• [Requirement] Which lines in the rows below contain the word "flour"? Copy out each one.

Part of a data file
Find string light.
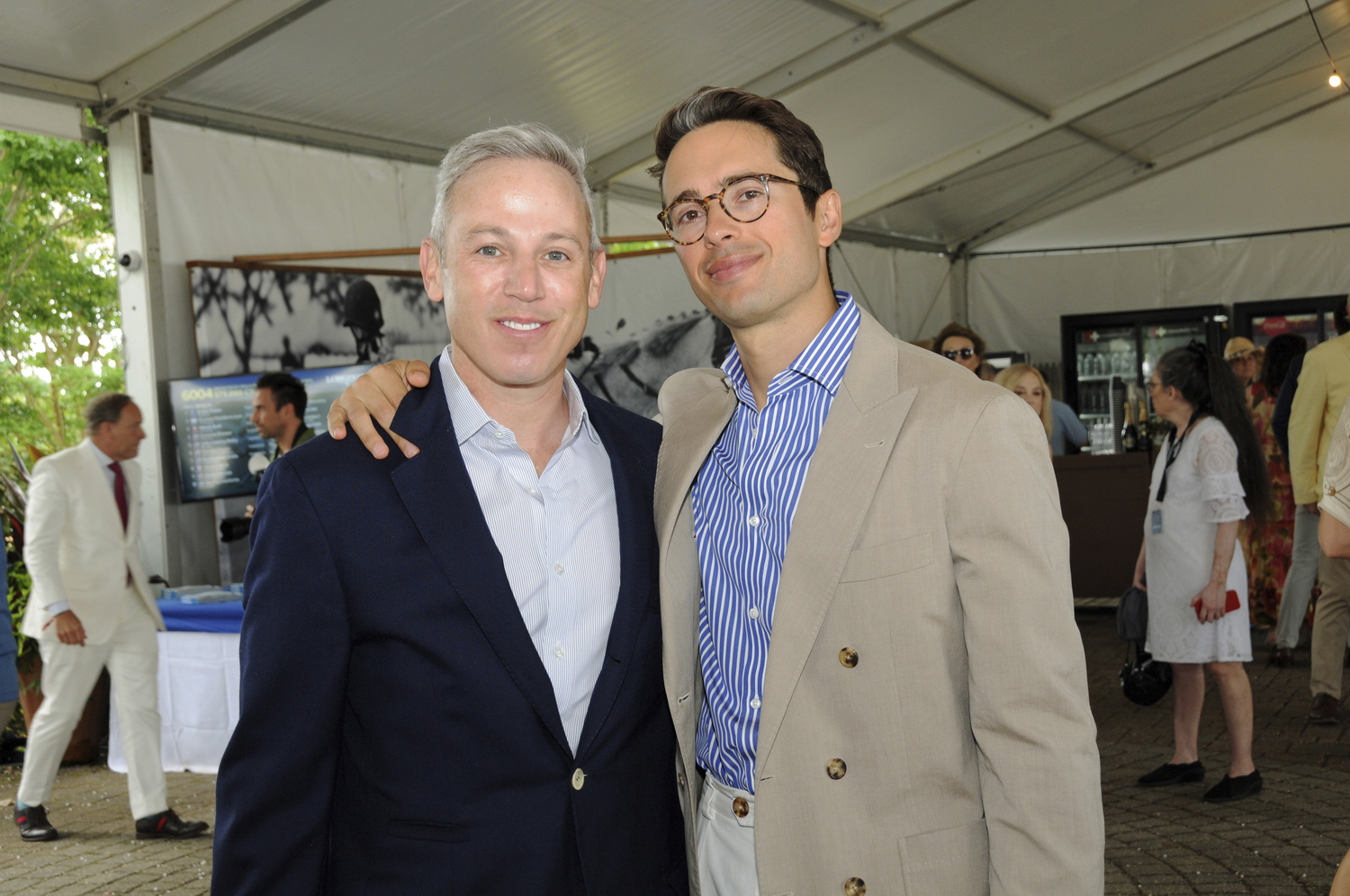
[1303,0,1341,88]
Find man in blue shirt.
[329,88,1104,896]
[1050,399,1088,455]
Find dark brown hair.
[1157,340,1274,529]
[647,86,833,215]
[254,370,310,426]
[933,321,985,358]
[86,393,131,436]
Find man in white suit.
[14,393,207,841]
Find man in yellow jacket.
[1290,318,1350,725]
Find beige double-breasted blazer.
[656,313,1103,896]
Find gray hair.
[86,393,131,436]
[431,124,601,255]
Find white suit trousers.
[696,774,759,896]
[18,588,169,818]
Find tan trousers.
[18,588,169,818]
[696,774,759,896]
[1311,555,1350,701]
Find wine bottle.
[1120,401,1139,451]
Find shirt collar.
[723,289,861,408]
[440,345,599,451]
[89,439,118,470]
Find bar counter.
[1055,451,1153,598]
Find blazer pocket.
[385,820,469,844]
[899,818,990,896]
[840,532,933,583]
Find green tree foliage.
[0,131,123,466]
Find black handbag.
[1120,641,1172,706]
[1115,586,1172,706]
[1115,585,1149,644]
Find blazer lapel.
[83,439,131,542]
[758,312,918,758]
[391,363,572,757]
[656,380,736,718]
[577,383,656,758]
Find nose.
[507,255,544,302]
[704,202,742,243]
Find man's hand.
[328,361,431,458]
[54,610,86,647]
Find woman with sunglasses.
[1134,343,1271,803]
[933,321,985,375]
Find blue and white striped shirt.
[694,291,860,793]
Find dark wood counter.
[1055,451,1153,598]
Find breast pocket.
[840,532,933,583]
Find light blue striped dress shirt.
[694,291,860,793]
[440,345,620,756]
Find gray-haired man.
[212,126,686,896]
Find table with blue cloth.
[108,599,245,775]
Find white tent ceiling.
[0,0,1350,251]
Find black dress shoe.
[137,809,210,839]
[1309,694,1341,725]
[1139,760,1204,787]
[1203,772,1263,803]
[14,806,61,844]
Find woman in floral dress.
[1238,334,1309,629]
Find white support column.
[108,115,181,585]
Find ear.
[814,191,844,248]
[586,248,607,308]
[418,237,446,302]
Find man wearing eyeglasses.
[933,321,985,375]
[329,88,1103,896]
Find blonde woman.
[994,364,1055,445]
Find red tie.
[108,461,127,532]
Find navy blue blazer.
[212,364,688,896]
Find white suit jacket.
[22,439,164,644]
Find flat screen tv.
[169,364,372,501]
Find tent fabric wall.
[969,228,1350,362]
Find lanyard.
[1156,409,1201,504]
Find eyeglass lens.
[667,177,769,245]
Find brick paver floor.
[0,613,1350,896]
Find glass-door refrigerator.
[1233,294,1346,348]
[1060,305,1230,448]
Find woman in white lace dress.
[1134,343,1271,803]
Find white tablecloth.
[108,632,239,775]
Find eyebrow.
[466,224,585,248]
[671,172,760,205]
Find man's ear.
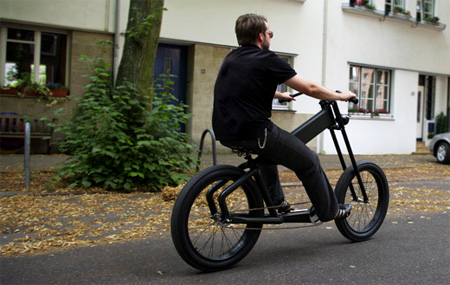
[258,33,264,42]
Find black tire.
[335,161,389,242]
[171,165,264,271]
[436,142,450,164]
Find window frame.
[348,64,393,117]
[272,54,294,111]
[384,0,406,14]
[0,23,71,86]
[420,0,436,21]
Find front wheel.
[171,165,264,271]
[335,161,389,241]
[436,142,450,164]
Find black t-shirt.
[213,45,296,141]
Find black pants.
[221,125,338,222]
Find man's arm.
[284,74,356,101]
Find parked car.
[430,133,450,164]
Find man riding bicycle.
[213,14,356,222]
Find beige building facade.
[0,0,450,154]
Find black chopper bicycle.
[171,94,389,271]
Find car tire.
[436,142,450,164]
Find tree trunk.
[115,0,164,103]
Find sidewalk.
[0,153,437,171]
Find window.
[272,55,292,110]
[349,66,391,115]
[384,0,405,13]
[0,28,67,85]
[422,0,434,21]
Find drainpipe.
[113,0,121,85]
[317,1,328,153]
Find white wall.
[322,70,419,154]
[0,0,117,33]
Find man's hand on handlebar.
[336,91,356,102]
[336,90,358,104]
[274,91,295,103]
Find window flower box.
[0,86,19,95]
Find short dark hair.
[235,14,267,46]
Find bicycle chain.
[223,202,322,231]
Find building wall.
[0,0,450,154]
[0,0,117,33]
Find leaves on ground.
[0,164,450,255]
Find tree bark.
[115,0,164,101]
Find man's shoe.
[277,200,293,214]
[334,204,352,220]
[309,207,322,225]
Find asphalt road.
[0,210,450,284]
[0,154,450,285]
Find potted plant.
[46,82,69,97]
[0,84,18,94]
[21,82,50,99]
[423,17,439,24]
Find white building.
[0,0,450,154]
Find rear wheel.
[171,165,264,271]
[335,161,389,241]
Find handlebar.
[278,90,359,105]
[278,92,303,103]
[336,90,359,105]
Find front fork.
[329,101,370,203]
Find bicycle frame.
[206,100,369,224]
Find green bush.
[56,48,196,191]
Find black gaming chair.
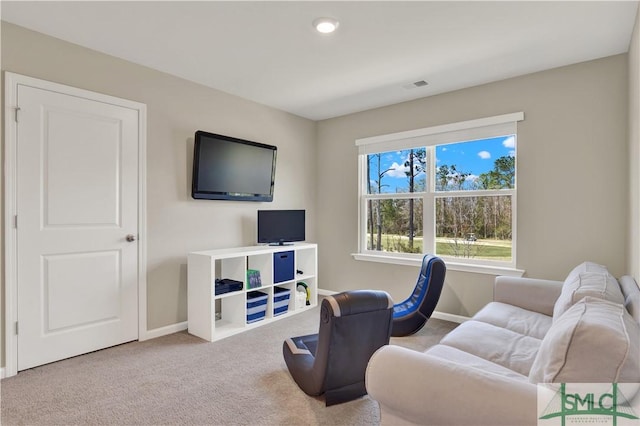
[282,290,393,406]
[391,254,447,337]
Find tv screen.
[191,130,278,201]
[258,210,305,245]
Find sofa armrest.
[493,276,563,316]
[366,345,537,426]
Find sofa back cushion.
[529,296,640,383]
[620,275,640,324]
[553,262,624,321]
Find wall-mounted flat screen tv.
[258,210,305,246]
[191,130,278,201]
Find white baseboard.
[318,288,471,324]
[139,321,188,342]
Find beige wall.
[628,10,640,281]
[1,23,316,364]
[317,55,629,316]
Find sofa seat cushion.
[425,345,529,382]
[473,302,553,340]
[440,320,542,376]
[529,296,640,383]
[553,262,624,319]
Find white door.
[15,84,140,370]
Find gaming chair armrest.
[282,334,324,396]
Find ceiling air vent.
[402,80,429,89]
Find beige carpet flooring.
[0,302,457,425]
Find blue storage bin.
[273,250,295,283]
[273,287,291,316]
[247,291,269,324]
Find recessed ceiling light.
[313,18,340,34]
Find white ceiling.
[0,0,638,120]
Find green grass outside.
[367,234,511,260]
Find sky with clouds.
[370,136,516,193]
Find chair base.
[324,381,367,407]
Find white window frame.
[352,112,524,276]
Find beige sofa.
[366,262,640,426]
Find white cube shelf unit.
[187,243,318,342]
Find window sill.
[351,253,524,277]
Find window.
[356,113,524,268]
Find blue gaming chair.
[391,254,447,337]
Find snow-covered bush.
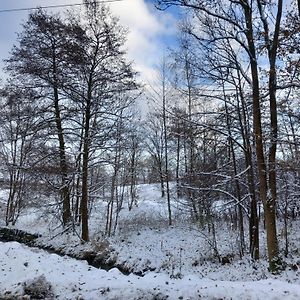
[23,275,54,300]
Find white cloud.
[111,0,176,81]
[0,0,176,85]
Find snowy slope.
[0,242,300,300]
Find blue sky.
[0,0,177,81]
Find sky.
[0,0,177,81]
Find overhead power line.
[0,0,123,13]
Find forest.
[0,0,300,299]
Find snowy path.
[0,242,300,300]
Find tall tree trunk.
[53,65,71,226]
[243,0,280,272]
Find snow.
[0,242,300,300]
[0,185,300,300]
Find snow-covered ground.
[0,185,300,300]
[0,242,300,300]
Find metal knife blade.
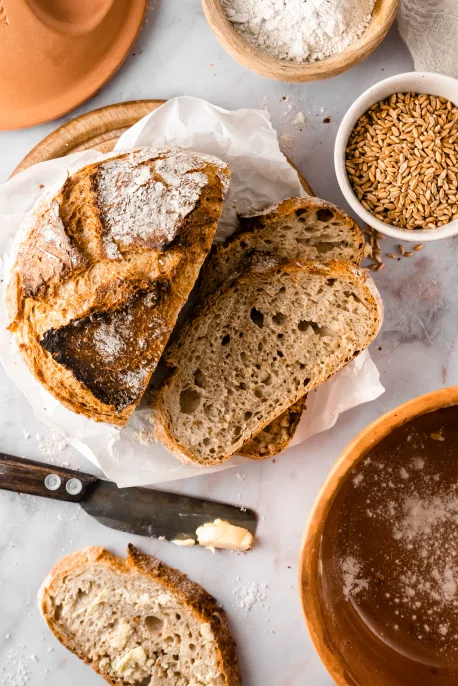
[80,481,257,541]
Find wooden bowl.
[299,386,458,686]
[202,0,400,81]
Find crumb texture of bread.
[7,148,229,426]
[152,260,382,465]
[199,198,365,460]
[238,395,307,460]
[199,198,365,299]
[39,545,241,686]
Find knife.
[0,453,257,542]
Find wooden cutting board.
[11,100,313,195]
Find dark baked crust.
[7,148,229,426]
[40,279,170,412]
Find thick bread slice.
[39,545,241,686]
[199,198,365,299]
[153,259,382,465]
[199,198,365,460]
[7,148,229,426]
[238,395,307,460]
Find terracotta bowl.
[299,386,458,686]
[202,0,399,81]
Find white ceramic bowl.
[334,72,458,243]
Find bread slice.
[39,545,241,686]
[153,258,382,465]
[199,198,365,299]
[199,197,365,460]
[7,148,229,426]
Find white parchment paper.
[0,97,384,486]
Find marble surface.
[0,0,458,686]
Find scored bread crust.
[199,197,366,460]
[7,148,229,426]
[151,259,383,466]
[38,543,242,686]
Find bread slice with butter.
[39,545,241,686]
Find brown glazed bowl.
[299,386,458,686]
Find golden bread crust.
[7,148,233,426]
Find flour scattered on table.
[35,429,81,470]
[234,581,267,612]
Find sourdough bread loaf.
[199,198,366,460]
[7,148,229,426]
[39,545,241,686]
[153,258,382,465]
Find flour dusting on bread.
[96,149,216,256]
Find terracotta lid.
[0,0,147,130]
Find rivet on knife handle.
[0,453,98,503]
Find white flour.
[223,0,375,62]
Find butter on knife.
[196,519,253,552]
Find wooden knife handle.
[0,453,98,503]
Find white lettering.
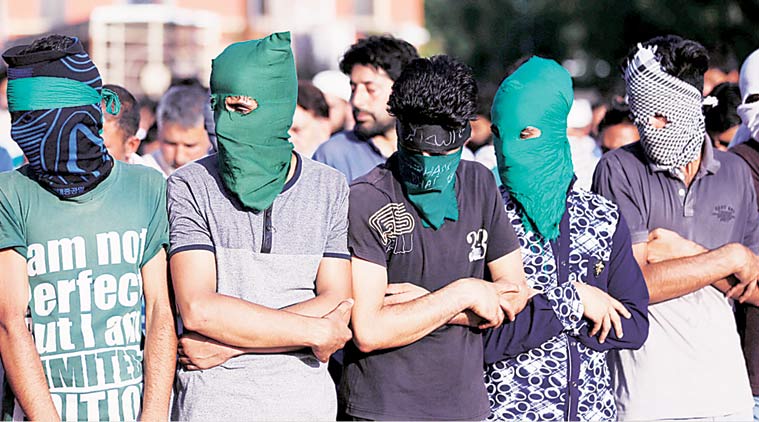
[94,274,119,311]
[47,236,87,273]
[26,243,47,277]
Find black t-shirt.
[730,139,759,396]
[341,156,519,420]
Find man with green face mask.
[168,33,352,420]
[485,57,648,420]
[341,56,530,420]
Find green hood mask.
[491,57,574,240]
[211,32,298,212]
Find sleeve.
[140,176,169,268]
[348,183,388,267]
[0,185,27,258]
[591,152,648,244]
[577,215,648,351]
[543,281,587,335]
[482,176,519,262]
[482,294,564,364]
[323,177,351,259]
[741,165,759,253]
[166,174,215,256]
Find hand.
[177,331,242,371]
[647,228,707,264]
[725,243,759,303]
[495,278,538,321]
[572,282,632,343]
[311,299,353,363]
[454,278,504,330]
[382,283,430,306]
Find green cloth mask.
[491,57,574,240]
[398,144,462,230]
[211,32,298,212]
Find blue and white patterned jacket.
[484,190,648,421]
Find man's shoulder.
[350,164,400,199]
[598,141,648,168]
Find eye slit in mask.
[224,95,258,116]
[519,126,543,139]
[648,113,669,129]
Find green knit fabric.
[211,32,298,212]
[491,57,574,240]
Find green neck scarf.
[491,57,574,240]
[397,143,462,230]
[211,32,298,212]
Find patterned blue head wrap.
[3,37,118,198]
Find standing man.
[103,84,163,173]
[593,35,759,420]
[0,35,177,420]
[168,33,352,420]
[485,57,648,421]
[314,36,419,182]
[289,81,330,158]
[341,56,531,420]
[730,50,759,420]
[143,85,211,177]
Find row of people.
[0,33,759,420]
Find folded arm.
[0,249,60,420]
[141,249,177,420]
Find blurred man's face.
[102,118,127,161]
[324,93,353,133]
[288,106,331,157]
[350,64,395,138]
[712,125,740,151]
[601,123,640,151]
[158,122,211,171]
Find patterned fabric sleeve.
[544,283,587,335]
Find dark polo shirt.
[592,138,759,252]
[593,139,759,420]
[730,139,759,396]
[340,155,519,420]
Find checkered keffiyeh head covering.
[624,44,706,171]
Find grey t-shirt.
[168,155,350,420]
[593,140,759,420]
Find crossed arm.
[169,250,352,369]
[140,248,177,420]
[352,249,532,353]
[0,249,60,420]
[633,229,759,305]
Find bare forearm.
[353,285,468,351]
[0,322,60,420]
[180,293,318,348]
[282,292,350,318]
[641,245,735,304]
[141,303,177,420]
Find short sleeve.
[166,174,215,256]
[324,177,350,259]
[348,183,388,267]
[481,179,519,262]
[591,152,648,244]
[0,185,27,258]
[140,172,169,267]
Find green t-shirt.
[0,162,168,420]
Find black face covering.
[3,40,113,198]
[396,121,472,154]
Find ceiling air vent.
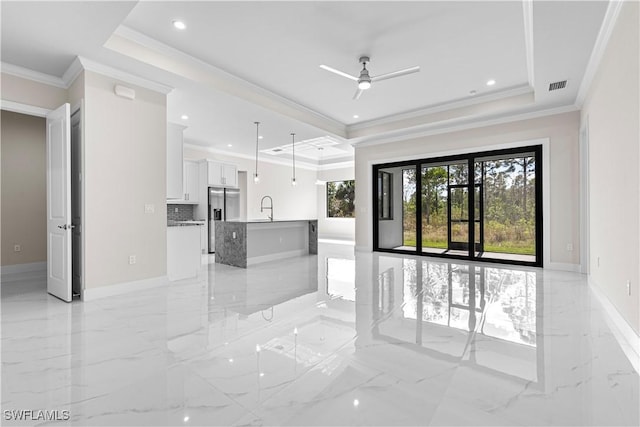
[549,80,567,92]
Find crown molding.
[0,99,51,117]
[1,56,173,95]
[76,56,173,95]
[317,160,356,171]
[62,56,84,88]
[112,25,346,138]
[351,105,579,148]
[1,62,67,89]
[575,0,625,108]
[184,140,318,171]
[347,84,533,133]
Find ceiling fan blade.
[371,66,420,82]
[320,64,358,82]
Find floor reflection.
[357,254,544,382]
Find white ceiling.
[0,0,608,167]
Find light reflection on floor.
[1,243,639,425]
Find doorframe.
[370,138,552,271]
[0,99,86,299]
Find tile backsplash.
[167,204,193,221]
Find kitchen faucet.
[260,196,273,222]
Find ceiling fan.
[320,56,420,99]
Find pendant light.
[253,122,260,184]
[291,133,297,186]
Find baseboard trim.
[82,276,169,302]
[544,262,582,273]
[0,261,47,276]
[588,277,640,372]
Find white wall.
[582,2,640,334]
[316,166,358,241]
[184,146,318,219]
[84,71,167,289]
[0,111,47,266]
[355,112,580,269]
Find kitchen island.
[215,219,318,268]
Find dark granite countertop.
[225,218,317,224]
[167,221,205,227]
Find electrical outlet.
[627,280,631,296]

• [Response below]
Find flour scattered on table.
Find flour dusting on bread.
Find white flour.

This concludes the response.